* [EXTRAIT CITÉ]:

———

Articles mail

Après les élections britanniques:

Sombres présages pour les travailleurs...

Les élections générales britanniques viennent d'avoir lieu. Inutile de tourner autour du pot : elles se soldent par une victoire incontestable des conservateurs (tories) menés par D. Cameron. Et c'est peu de dire que ce résultat est inquiétant.

Offensive générale contre les travailleurs britanniques

En ce qui concerne le bilan du premier mandat Cameron (2010-2015), Alternatives Économiques de mai 2015 indique :

« Même Margaret Thatcher n'avait pas été aussi loin.
Face à un déficit public record de 11 % du produit intérieur brut (PIB) en 2010, le gouvernement Cameron, à peine arrivé au pouvoir en mai 2010, a mis en place un plan d'austérité d'une ampleur inégalée depuis la Seconde Guerre mondiale.

———

* [ENREGISTREMENTS PRÉSENTÉS]:
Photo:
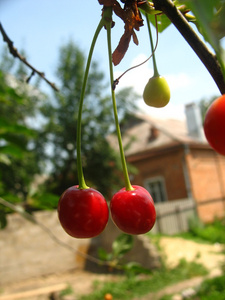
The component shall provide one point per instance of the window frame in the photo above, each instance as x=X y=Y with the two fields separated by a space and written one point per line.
x=163 y=193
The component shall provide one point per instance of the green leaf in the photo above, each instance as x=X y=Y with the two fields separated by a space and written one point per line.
x=12 y=150
x=208 y=17
x=103 y=255
x=162 y=22
x=122 y=244
x=8 y=127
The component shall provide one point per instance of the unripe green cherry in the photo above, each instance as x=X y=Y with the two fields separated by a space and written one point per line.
x=157 y=92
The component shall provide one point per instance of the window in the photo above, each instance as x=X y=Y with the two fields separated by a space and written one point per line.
x=156 y=188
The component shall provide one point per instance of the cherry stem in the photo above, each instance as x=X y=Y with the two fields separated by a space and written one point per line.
x=156 y=73
x=108 y=19
x=82 y=184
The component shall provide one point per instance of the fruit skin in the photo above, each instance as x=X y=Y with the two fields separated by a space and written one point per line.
x=133 y=211
x=157 y=92
x=83 y=213
x=108 y=296
x=214 y=125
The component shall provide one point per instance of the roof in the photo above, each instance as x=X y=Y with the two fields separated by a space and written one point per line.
x=147 y=133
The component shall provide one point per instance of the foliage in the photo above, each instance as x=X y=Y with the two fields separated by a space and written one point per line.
x=100 y=161
x=18 y=161
x=136 y=286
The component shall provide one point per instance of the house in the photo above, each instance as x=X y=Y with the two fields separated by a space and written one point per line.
x=175 y=162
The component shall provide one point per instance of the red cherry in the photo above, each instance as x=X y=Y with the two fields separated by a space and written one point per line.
x=214 y=125
x=133 y=211
x=83 y=213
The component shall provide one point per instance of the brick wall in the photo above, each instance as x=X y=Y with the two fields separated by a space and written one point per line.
x=169 y=165
x=207 y=176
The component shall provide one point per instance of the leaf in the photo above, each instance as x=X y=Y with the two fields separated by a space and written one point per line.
x=8 y=127
x=162 y=22
x=103 y=255
x=207 y=15
x=133 y=20
x=12 y=150
x=122 y=244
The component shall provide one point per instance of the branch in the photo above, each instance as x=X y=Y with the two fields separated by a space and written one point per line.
x=208 y=58
x=16 y=54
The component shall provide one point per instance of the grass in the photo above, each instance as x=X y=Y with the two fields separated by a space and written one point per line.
x=212 y=289
x=135 y=286
x=211 y=233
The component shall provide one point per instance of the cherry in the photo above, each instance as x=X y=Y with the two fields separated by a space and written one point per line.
x=133 y=211
x=214 y=125
x=157 y=92
x=83 y=213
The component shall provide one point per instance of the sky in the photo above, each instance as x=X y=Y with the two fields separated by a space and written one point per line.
x=42 y=27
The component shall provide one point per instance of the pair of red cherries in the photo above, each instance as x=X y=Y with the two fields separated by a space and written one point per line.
x=84 y=213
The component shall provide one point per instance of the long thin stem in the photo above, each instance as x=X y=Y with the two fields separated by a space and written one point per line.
x=156 y=73
x=82 y=184
x=122 y=156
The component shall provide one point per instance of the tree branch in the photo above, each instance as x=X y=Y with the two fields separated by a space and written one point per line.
x=208 y=58
x=16 y=54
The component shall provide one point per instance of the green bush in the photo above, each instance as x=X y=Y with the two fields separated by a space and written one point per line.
x=212 y=289
x=213 y=233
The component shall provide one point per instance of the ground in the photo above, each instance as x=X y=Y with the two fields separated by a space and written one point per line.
x=82 y=282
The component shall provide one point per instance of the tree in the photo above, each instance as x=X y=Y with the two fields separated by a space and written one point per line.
x=59 y=132
x=18 y=160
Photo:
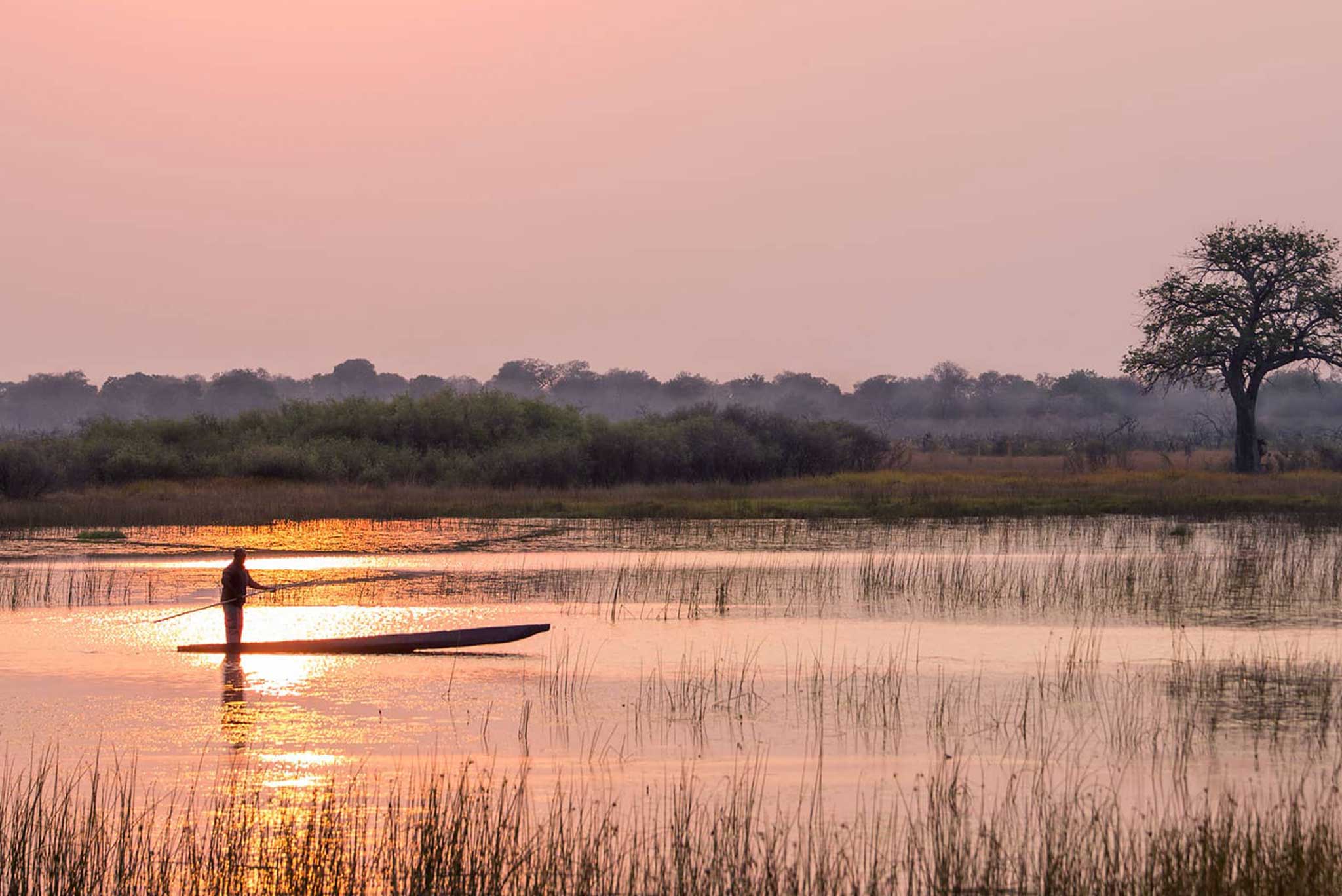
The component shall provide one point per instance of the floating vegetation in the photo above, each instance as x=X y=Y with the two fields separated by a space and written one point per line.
x=101 y=536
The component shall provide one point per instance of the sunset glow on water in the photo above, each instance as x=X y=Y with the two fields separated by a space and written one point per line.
x=794 y=647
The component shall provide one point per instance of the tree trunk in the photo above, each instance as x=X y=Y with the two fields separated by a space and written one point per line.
x=1247 y=459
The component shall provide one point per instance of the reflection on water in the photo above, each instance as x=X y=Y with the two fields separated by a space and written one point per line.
x=1087 y=647
x=238 y=714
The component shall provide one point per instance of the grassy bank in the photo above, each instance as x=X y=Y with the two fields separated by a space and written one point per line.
x=890 y=495
x=470 y=833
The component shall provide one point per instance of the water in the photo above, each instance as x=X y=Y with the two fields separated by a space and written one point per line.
x=1105 y=652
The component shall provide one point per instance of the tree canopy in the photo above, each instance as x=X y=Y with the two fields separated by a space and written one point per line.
x=1250 y=301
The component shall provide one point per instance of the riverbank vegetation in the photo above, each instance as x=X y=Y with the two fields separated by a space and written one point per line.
x=1033 y=487
x=489 y=439
x=97 y=832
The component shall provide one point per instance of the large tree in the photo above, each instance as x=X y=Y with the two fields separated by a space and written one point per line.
x=1250 y=301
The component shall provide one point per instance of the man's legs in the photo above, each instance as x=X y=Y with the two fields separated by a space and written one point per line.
x=233 y=624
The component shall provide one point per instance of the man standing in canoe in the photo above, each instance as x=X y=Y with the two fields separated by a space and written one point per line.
x=237 y=581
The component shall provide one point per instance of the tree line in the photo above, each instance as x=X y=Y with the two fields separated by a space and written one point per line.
x=444 y=439
x=948 y=403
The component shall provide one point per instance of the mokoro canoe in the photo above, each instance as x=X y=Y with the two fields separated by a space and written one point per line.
x=380 y=643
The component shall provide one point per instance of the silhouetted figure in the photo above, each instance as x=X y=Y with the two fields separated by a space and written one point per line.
x=237 y=580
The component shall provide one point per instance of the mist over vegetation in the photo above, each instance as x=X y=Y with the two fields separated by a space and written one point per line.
x=443 y=439
x=949 y=403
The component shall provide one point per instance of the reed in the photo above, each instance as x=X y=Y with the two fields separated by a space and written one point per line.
x=96 y=831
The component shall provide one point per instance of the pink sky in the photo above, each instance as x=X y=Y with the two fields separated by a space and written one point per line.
x=845 y=187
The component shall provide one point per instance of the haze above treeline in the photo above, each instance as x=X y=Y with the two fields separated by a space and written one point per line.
x=948 y=400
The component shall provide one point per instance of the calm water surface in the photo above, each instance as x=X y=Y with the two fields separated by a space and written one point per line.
x=1106 y=651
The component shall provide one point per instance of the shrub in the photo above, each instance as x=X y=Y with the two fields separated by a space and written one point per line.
x=26 y=472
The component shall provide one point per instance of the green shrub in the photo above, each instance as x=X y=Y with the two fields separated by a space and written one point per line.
x=26 y=472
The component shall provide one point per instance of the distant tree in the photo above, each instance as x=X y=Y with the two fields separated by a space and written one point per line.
x=1251 y=299
x=952 y=386
x=746 y=390
x=47 y=401
x=524 y=377
x=687 y=389
x=426 y=385
x=238 y=390
x=142 y=395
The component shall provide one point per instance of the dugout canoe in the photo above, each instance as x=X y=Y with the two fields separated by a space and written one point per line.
x=380 y=643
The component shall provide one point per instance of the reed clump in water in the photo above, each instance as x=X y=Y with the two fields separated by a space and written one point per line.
x=474 y=832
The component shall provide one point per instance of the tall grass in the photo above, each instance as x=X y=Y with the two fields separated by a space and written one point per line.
x=97 y=832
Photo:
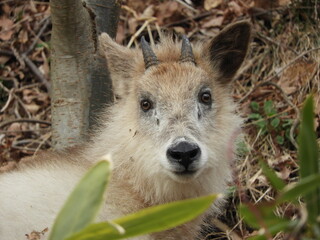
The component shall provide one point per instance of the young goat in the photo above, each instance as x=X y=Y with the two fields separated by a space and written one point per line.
x=170 y=133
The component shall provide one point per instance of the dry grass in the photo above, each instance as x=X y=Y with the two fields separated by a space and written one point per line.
x=282 y=67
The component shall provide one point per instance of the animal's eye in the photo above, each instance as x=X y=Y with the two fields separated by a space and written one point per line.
x=145 y=105
x=205 y=98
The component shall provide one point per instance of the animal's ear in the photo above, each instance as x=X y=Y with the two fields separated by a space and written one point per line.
x=229 y=48
x=120 y=61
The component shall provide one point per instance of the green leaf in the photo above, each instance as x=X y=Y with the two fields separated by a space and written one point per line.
x=285 y=225
x=280 y=139
x=308 y=153
x=255 y=106
x=276 y=182
x=262 y=216
x=153 y=219
x=287 y=123
x=306 y=185
x=262 y=125
x=275 y=122
x=83 y=204
x=268 y=108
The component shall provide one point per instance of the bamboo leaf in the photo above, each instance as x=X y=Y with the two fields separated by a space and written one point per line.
x=154 y=219
x=308 y=154
x=83 y=204
x=274 y=180
x=302 y=188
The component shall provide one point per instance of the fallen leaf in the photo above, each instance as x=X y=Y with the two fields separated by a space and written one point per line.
x=215 y=22
x=23 y=36
x=32 y=108
x=210 y=4
x=6 y=30
x=147 y=13
x=296 y=76
x=235 y=8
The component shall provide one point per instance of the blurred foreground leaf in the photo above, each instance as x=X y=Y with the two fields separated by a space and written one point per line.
x=153 y=219
x=83 y=204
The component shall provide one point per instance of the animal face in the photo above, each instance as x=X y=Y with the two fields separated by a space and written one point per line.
x=180 y=96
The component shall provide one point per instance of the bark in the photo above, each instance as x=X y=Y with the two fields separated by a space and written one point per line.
x=105 y=15
x=78 y=73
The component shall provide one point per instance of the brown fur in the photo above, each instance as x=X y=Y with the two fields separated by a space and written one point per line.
x=137 y=140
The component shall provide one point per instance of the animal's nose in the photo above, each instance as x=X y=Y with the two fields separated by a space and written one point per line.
x=184 y=153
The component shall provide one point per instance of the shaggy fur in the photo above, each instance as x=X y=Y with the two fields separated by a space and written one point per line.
x=32 y=195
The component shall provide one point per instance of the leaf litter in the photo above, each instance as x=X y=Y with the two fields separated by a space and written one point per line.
x=281 y=70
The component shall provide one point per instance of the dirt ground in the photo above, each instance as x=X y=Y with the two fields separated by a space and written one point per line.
x=281 y=70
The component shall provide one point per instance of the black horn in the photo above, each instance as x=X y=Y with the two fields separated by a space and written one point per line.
x=150 y=59
x=186 y=51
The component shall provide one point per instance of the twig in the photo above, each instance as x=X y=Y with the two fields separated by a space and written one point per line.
x=277 y=74
x=187 y=6
x=285 y=97
x=29 y=120
x=8 y=101
x=276 y=43
x=225 y=229
x=37 y=37
x=197 y=17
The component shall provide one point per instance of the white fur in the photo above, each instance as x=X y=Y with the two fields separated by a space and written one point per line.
x=32 y=195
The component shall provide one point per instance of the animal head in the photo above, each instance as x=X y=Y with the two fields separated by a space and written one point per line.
x=178 y=95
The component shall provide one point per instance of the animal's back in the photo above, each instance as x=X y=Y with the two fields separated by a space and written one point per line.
x=30 y=201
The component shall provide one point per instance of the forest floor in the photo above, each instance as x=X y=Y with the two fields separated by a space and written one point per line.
x=282 y=68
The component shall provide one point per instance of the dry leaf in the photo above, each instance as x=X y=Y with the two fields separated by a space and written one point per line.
x=215 y=22
x=210 y=4
x=32 y=108
x=6 y=30
x=23 y=36
x=266 y=4
x=147 y=13
x=235 y=8
x=296 y=76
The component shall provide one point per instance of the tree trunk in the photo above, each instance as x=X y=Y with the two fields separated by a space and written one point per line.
x=80 y=83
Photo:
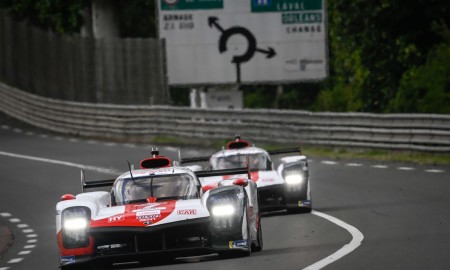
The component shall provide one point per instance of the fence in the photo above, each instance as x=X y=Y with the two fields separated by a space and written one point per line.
x=418 y=132
x=119 y=71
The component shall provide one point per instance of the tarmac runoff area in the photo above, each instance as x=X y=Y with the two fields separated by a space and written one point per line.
x=6 y=239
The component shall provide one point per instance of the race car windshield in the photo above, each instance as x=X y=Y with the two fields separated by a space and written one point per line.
x=161 y=187
x=257 y=162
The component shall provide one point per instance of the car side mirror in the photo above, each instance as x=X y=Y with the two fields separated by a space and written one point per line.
x=240 y=182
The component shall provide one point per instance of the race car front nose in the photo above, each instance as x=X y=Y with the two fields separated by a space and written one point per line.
x=75 y=222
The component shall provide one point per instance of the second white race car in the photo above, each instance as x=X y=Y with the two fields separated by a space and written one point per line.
x=286 y=187
x=157 y=213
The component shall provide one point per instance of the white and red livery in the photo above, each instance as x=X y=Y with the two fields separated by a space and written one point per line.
x=157 y=213
x=286 y=187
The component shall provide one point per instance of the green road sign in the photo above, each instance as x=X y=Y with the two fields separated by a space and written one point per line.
x=191 y=4
x=285 y=5
x=297 y=18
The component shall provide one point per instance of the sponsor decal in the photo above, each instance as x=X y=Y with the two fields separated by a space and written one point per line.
x=67 y=259
x=237 y=244
x=187 y=212
x=115 y=219
x=304 y=203
x=148 y=213
x=151 y=217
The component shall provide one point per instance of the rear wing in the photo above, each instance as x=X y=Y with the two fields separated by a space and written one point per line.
x=272 y=152
x=211 y=173
x=285 y=151
x=208 y=173
x=194 y=159
x=94 y=184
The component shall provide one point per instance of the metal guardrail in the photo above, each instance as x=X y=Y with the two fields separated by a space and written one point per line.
x=418 y=132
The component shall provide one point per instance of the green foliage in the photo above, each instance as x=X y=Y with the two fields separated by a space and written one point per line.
x=384 y=56
x=372 y=44
x=137 y=18
x=426 y=89
x=61 y=16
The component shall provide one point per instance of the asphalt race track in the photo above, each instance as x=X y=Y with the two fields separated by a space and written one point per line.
x=402 y=210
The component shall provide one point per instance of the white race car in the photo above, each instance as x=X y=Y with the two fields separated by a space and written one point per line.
x=157 y=213
x=286 y=187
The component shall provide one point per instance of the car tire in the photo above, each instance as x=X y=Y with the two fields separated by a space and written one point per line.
x=244 y=231
x=259 y=237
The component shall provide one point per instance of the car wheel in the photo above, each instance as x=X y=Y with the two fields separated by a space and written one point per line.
x=259 y=239
x=245 y=232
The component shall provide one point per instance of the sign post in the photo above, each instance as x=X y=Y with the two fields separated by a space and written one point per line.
x=246 y=41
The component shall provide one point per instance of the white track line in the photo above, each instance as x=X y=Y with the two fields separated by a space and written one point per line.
x=346 y=249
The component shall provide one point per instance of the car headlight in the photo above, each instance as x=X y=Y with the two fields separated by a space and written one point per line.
x=294 y=179
x=223 y=210
x=75 y=222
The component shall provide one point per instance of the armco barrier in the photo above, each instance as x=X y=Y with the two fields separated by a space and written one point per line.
x=419 y=132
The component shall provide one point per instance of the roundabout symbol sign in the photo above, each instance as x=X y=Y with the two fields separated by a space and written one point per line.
x=251 y=47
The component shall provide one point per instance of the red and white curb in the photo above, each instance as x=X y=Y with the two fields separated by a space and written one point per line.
x=31 y=242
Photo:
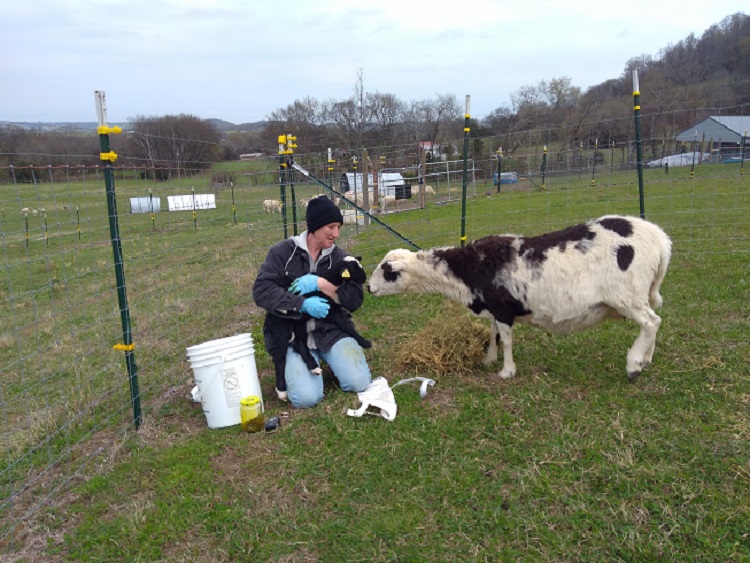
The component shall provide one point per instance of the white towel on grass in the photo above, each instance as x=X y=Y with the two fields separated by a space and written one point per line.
x=379 y=397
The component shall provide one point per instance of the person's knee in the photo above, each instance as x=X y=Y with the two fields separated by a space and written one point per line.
x=350 y=366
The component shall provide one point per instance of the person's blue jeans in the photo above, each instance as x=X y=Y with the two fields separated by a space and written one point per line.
x=347 y=360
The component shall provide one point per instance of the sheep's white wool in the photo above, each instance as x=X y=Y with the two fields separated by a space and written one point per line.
x=563 y=281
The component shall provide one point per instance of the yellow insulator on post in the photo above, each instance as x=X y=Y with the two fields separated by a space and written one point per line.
x=104 y=130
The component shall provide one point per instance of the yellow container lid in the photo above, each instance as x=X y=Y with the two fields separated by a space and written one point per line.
x=249 y=401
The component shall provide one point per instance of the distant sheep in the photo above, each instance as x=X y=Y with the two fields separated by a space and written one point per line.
x=564 y=281
x=272 y=206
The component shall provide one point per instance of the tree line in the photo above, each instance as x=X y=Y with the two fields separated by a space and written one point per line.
x=711 y=72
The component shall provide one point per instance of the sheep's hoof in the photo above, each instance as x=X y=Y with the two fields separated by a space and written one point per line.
x=633 y=375
x=510 y=374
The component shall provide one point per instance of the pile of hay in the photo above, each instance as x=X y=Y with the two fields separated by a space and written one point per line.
x=453 y=342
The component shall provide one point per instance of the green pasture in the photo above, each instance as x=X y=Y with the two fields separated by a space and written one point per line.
x=566 y=462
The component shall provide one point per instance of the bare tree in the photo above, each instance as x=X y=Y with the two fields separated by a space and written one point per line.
x=173 y=143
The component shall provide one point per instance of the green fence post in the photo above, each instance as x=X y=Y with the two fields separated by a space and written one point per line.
x=107 y=157
x=638 y=148
x=467 y=129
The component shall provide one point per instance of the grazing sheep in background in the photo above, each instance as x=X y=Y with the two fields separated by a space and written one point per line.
x=563 y=281
x=294 y=331
x=272 y=206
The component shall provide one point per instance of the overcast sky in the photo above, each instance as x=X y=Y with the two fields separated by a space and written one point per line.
x=239 y=60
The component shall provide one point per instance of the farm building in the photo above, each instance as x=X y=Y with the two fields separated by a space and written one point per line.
x=389 y=183
x=724 y=133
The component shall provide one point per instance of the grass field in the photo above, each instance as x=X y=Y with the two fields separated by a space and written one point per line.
x=566 y=462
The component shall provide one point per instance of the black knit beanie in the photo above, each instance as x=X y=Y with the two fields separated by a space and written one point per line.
x=321 y=211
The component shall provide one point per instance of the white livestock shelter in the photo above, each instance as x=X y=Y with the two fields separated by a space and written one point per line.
x=148 y=204
x=191 y=202
x=387 y=182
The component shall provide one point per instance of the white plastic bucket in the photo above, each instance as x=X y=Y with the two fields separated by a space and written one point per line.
x=224 y=373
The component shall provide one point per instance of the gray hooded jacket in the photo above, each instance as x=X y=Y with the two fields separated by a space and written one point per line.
x=285 y=262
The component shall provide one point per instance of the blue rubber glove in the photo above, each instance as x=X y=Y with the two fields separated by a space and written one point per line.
x=315 y=307
x=304 y=284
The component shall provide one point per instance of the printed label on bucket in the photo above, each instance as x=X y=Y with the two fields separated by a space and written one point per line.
x=232 y=391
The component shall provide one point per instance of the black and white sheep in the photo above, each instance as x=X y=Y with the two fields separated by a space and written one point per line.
x=293 y=332
x=564 y=281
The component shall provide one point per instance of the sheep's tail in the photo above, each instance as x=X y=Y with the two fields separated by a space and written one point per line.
x=665 y=253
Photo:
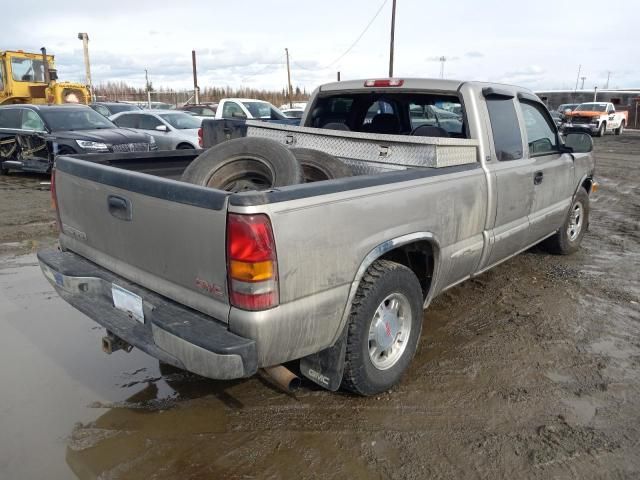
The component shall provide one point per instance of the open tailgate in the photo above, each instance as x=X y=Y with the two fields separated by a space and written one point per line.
x=162 y=234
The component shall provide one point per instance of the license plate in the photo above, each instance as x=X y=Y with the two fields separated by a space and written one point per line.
x=128 y=302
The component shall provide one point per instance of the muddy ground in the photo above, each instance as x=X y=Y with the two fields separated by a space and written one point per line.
x=530 y=371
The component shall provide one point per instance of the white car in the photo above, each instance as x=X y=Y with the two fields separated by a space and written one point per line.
x=172 y=130
x=248 y=108
x=293 y=112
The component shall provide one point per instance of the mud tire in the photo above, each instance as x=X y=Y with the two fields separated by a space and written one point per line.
x=381 y=279
x=317 y=165
x=244 y=164
x=561 y=243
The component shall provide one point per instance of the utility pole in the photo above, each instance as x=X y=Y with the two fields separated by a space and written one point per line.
x=393 y=34
x=87 y=65
x=442 y=60
x=577 y=78
x=196 y=89
x=146 y=77
x=289 y=79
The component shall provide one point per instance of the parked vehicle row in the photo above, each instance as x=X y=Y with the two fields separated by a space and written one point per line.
x=31 y=134
x=171 y=129
x=258 y=282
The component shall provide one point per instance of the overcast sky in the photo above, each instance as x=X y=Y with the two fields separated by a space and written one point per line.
x=537 y=44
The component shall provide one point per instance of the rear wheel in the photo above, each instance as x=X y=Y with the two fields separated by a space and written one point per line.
x=567 y=240
x=384 y=328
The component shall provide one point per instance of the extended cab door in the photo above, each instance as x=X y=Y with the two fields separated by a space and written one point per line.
x=553 y=171
x=513 y=178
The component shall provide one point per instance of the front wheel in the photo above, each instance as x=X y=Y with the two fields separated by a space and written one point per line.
x=567 y=240
x=384 y=328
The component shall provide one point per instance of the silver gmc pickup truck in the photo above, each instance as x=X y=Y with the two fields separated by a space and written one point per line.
x=448 y=179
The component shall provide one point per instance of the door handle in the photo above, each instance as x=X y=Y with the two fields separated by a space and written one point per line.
x=537 y=178
x=119 y=207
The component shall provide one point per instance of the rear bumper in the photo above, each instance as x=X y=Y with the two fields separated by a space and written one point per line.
x=171 y=332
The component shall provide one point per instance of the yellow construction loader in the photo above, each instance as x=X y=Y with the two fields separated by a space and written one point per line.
x=32 y=78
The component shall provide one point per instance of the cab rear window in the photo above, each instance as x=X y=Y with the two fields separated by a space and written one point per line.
x=391 y=113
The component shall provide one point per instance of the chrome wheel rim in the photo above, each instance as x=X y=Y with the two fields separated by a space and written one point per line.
x=389 y=331
x=575 y=221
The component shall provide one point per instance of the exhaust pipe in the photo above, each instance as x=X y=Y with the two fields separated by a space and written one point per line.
x=111 y=343
x=282 y=377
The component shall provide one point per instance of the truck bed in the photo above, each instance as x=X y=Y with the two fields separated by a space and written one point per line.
x=364 y=153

———

* [CONSIGNES]:
• A. Recopiez l'article sur les élections britanniques à partir des mots « Les élections générales » jusqu'aux mots « résultat est inquiétant. » inclus.
• B. D'après l'article sur les élections britanniques, à quel niveau s'élevait le déficit public en 2010 ?
Les enregistrements n'ont aucun rôle ici.

* [RÉPONSES ATTENDUES]:
• A.
Les élections générales britanniques viennent d'avoir lieu. Inutile de tourner autour du pot : elles se soldent par une victoire incontestable des conservateurs (tories) menés par D. Cameron. Et c'est peu de dire que ce résultat est inquiétant.

• B. À 11 % du produit intérieur brut (PIB).